------ DATA ROWS ------

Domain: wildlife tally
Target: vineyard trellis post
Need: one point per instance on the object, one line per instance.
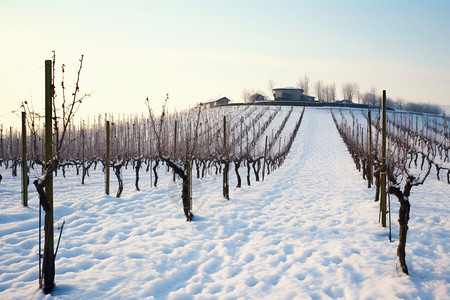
(369, 148)
(48, 264)
(107, 162)
(175, 147)
(383, 162)
(226, 191)
(1, 141)
(24, 162)
(265, 157)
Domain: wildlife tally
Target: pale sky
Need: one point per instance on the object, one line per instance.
(199, 50)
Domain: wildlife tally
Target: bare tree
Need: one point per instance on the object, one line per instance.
(63, 114)
(350, 90)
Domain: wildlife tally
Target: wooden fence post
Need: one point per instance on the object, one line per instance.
(175, 147)
(265, 157)
(369, 148)
(108, 160)
(226, 190)
(383, 162)
(48, 256)
(24, 162)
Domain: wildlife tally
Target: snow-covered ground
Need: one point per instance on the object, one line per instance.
(309, 231)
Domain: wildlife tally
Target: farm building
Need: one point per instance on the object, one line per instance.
(216, 102)
(290, 94)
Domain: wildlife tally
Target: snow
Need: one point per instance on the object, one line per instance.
(309, 231)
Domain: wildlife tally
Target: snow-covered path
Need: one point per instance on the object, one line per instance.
(309, 231)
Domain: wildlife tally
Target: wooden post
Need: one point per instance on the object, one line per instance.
(108, 158)
(369, 149)
(189, 174)
(383, 163)
(48, 256)
(265, 155)
(225, 185)
(1, 142)
(24, 162)
(175, 147)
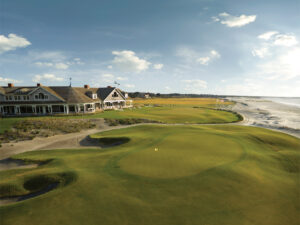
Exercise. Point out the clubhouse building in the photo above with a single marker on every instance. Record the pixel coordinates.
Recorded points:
(48, 100)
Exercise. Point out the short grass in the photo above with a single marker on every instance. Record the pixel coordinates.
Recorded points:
(164, 174)
(213, 102)
(182, 110)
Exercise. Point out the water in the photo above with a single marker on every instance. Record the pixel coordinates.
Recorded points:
(287, 101)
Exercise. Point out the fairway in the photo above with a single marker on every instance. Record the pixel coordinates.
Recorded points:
(163, 174)
(187, 111)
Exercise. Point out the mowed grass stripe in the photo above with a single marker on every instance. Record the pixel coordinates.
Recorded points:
(258, 183)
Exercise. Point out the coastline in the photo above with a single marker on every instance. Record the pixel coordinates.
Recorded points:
(268, 114)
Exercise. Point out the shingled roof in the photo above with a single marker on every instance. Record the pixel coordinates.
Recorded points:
(104, 92)
(71, 95)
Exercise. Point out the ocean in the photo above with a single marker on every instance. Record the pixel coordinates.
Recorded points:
(294, 101)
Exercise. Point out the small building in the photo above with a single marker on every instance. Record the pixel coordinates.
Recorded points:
(45, 100)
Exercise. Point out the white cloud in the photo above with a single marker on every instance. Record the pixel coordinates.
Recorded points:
(44, 64)
(212, 55)
(129, 85)
(285, 40)
(12, 42)
(191, 56)
(59, 66)
(167, 88)
(122, 78)
(47, 77)
(4, 80)
(260, 52)
(215, 54)
(194, 86)
(234, 21)
(158, 66)
(203, 60)
(274, 39)
(53, 56)
(267, 35)
(284, 67)
(107, 77)
(127, 61)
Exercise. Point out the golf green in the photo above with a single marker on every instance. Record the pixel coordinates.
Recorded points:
(163, 174)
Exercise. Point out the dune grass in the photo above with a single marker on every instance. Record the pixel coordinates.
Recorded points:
(165, 174)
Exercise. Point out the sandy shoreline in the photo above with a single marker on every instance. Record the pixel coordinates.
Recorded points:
(268, 114)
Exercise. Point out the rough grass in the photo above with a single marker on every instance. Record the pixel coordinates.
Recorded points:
(28, 129)
(222, 174)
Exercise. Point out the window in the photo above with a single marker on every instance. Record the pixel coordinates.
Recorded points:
(40, 96)
(25, 98)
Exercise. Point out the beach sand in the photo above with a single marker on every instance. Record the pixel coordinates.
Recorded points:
(268, 114)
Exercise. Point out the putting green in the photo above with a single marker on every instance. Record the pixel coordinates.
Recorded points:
(162, 175)
(184, 155)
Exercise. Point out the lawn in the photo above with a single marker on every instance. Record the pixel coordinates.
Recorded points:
(186, 110)
(163, 174)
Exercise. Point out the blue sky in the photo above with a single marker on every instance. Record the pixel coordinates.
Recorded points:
(188, 46)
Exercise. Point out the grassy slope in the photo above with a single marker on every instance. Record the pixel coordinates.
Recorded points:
(220, 174)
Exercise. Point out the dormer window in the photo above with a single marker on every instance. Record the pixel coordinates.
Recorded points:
(41, 96)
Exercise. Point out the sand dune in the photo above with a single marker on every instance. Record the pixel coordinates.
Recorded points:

------

OBJECTIVE: Please put the whole listing above into a numbered list, one item per line, with blank lines dropped. Leave the pictures out.

RESULT:
1. Domain: wildlife tally
2. Target: vineyard trellis post
3. Need: one point per instance on the object, one line per instance.
4. (369, 148)
5. (48, 264)
6. (107, 162)
7. (175, 147)
8. (383, 162)
9. (226, 191)
10. (1, 141)
11. (24, 162)
12. (265, 157)
13. Domain: wildlife tally
14. Target: pale sky
15. Need: one point per instance on the object, one line per instance.
16. (199, 50)
17. Domain: wildlife tally
18. Target: bare tree
19. Need: one point per instance on the object, one line per instance.
20. (63, 114)
21. (350, 90)
22. Domain: wildlife tally
23. Target: wooden fence post
24. Need: one point per instance on the object, one line per instance.
25. (175, 147)
26. (265, 157)
27. (369, 148)
28. (108, 160)
29. (226, 190)
30. (383, 162)
31. (48, 256)
32. (24, 162)
33. Domain: wildlife tally
34. Target: snow-covered ground
35. Need: one point per instance on the object, one line per instance.
36. (309, 231)
37. Domain: wildlife tally
38. Target: farm building
39. Need: one point per instance on the object, one line per instance.
40. (216, 102)
41. (290, 94)
42. Domain: wildlife tally
43. Target: snow
44. Need: one point per instance on the object, one line per instance.
45. (309, 231)
46. Domain: wildlife tally
47. Target: snow-covered path
48. Need: one point per instance on the object, one line per instance.
49. (309, 231)
50. Domain: wildlife tally
51. Target: wooden post
52. Need: one point per instance on the object, one line per instance.
53. (108, 158)
54. (369, 149)
55. (189, 174)
56. (383, 163)
57. (48, 256)
58. (265, 155)
59. (225, 185)
60. (1, 142)
61. (24, 162)
62. (175, 147)
63. Exercise. Point out the clubhouse building in the photo above with a single marker on every instance. Record the pixel coordinates.
64. Recorded points:
65. (48, 100)
66. Exercise. Point out the short grass in the photo above with a single marker on every instance. Record the pixel coordinates.
67. Recorded points:
68. (164, 174)
69. (213, 102)
70. (182, 110)
71. Exercise. Point out the water in the photo above with a single marker on every instance. Record the pixel coordinates.
72. Recorded points:
73. (287, 101)
74. Exercise. Point out the fairway in the photo above with a single marker on every instance. Record the pixel coordinates.
75. Recorded points:
76. (163, 174)
77. (187, 111)
78. Exercise. Point out the mowed grass stripe in the photo above with a single marker on every instance. Record the pixel coordinates.
79. Recorded points:
80. (258, 183)
81. Exercise. Point out the coastline in the photo above with a single marker on every instance. Record the pixel coordinates.
82. Recorded points:
83. (268, 114)
84. Exercise. Point out the shingled roof in the photo above with a single marker on every instance. Record the pixel coordinates.
85. Recorded points:
86. (104, 92)
87. (71, 95)
88. Exercise. Point out the ocean in the photo above with a single marker on every instance. Record the pixel coordinates.
89. Recorded points:
90. (294, 101)
91. Exercise. Point out the small building in the photo above with a single marker on every instance. Record the pixel coordinates.
92. Recorded points:
93. (45, 100)
94. Exercise. Point out the white cloud in the photo above with a single marker on every instance. Record the pixel coordinates.
95. Recorded points:
96. (44, 64)
97. (212, 55)
98. (129, 85)
99. (285, 40)
100. (12, 42)
101. (191, 56)
102. (59, 66)
103. (167, 88)
104. (122, 78)
105. (47, 77)
106. (4, 80)
107. (260, 52)
108. (215, 54)
109. (194, 86)
110. (234, 21)
111. (158, 66)
112. (203, 60)
113. (274, 39)
114. (53, 56)
115. (267, 35)
116. (284, 67)
117. (107, 77)
118. (127, 61)
119. Exercise. Point out the golf green in the photo above with a single marker on every instance. Record the pixel coordinates.
120. Recorded points:
121. (163, 174)
122. Exercise. Point out the dune grass in the photo above with a single marker on every instance. Record the pixel coordinates.
123. Recorded points:
124. (165, 174)
125. Exercise. Point out the sandy shoreline in the photo above with a single marker on every instance. Record the pixel coordinates.
126. Recorded points:
127. (268, 114)
128. Exercise. Point out the rough grass in the photo above with a single marker on every instance. Record the pixel coordinates.
129. Recorded points:
130. (28, 129)
131. (222, 174)
132. Exercise. Point out the window in the photo above with a single marker on every instance. Record the pixel coordinates.
133. Recorded points:
134. (40, 96)
135. (25, 98)
136. Exercise. Point out the beach sand in the photo above with a single marker on every instance. Record the pixel coordinates.
137. Recorded points:
138. (268, 114)
139. Exercise. Point out the putting green in the photo above with a single marker on every instance. Record the pixel coordinates.
140. Recorded points:
141. (162, 175)
142. (184, 155)
143. Exercise. Point out the lawn in the photo above with a single marker on every instance. Record the pixel coordinates.
144. Recorded points:
145. (186, 110)
146. (163, 174)
147. Exercise. Point out the blue sky in the photo above with a single marker on every instance. Record the pixel coordinates.
148. Recorded points:
149. (188, 46)
150. Exercise. Point out the grassy slope in the photo above with a single marker on every instance. Record the pixel coordinates.
151. Recorded points:
152. (220, 174)
153. Exercise. Point out the dormer window in the photo above with a single marker on every instance. Record the pixel coordinates.
154. Recorded points:
155. (41, 96)
156. Exercise. Point out the sand dune in the photo above with a single marker on every instance. Record the pixel coordinates.
157. Recorded points:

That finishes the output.